- [WHAT IS BEING ASKED]: Locate each line in the records that contains the word "building" and copy those lines, treating uppercase and lowercase as different.

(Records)
────────────────

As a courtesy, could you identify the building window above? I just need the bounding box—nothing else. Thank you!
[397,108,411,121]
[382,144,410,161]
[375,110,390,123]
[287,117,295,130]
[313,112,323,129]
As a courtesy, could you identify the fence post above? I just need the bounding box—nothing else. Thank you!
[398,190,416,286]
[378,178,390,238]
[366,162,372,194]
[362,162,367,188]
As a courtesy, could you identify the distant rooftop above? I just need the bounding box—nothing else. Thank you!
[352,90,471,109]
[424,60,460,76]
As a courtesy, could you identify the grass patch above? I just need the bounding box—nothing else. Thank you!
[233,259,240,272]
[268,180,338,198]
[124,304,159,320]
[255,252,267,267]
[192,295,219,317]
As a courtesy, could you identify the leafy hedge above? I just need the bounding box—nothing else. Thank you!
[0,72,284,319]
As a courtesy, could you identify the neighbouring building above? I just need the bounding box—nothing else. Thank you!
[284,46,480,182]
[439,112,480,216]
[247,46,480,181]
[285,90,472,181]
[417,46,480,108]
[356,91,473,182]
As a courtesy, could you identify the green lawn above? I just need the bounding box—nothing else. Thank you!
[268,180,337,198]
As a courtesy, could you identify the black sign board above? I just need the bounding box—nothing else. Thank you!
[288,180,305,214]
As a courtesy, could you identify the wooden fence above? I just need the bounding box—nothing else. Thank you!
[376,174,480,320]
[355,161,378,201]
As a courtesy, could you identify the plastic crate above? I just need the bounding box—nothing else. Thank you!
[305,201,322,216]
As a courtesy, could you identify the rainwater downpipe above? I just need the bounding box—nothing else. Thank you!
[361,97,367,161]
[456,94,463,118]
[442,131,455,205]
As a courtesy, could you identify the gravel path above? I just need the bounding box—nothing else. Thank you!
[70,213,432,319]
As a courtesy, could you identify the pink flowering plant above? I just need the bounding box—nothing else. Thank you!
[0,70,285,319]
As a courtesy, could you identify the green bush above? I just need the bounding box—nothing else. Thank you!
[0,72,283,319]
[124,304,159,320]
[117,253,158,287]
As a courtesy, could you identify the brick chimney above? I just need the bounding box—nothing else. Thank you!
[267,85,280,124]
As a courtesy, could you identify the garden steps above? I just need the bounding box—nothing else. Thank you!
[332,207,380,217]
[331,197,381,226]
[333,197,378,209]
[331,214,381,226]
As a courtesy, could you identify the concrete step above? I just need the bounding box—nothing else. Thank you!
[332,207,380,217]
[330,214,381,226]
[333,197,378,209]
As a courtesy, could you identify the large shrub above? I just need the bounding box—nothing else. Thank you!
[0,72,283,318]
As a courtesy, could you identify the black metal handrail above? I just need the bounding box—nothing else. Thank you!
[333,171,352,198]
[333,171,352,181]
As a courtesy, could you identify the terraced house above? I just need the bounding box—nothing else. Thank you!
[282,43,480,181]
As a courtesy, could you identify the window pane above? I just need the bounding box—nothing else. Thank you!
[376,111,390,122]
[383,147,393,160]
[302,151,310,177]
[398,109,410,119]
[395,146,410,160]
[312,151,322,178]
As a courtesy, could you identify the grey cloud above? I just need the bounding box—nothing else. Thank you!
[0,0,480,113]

────────────────

- [TASK SOLUTION]:
As a courtesy, could you identify the building window above? I just need the bounding box—nothing else. Thank you!
As a courtesy, could you identify the neighbouring building above? I just need the bounding box—nothing else. Thank you!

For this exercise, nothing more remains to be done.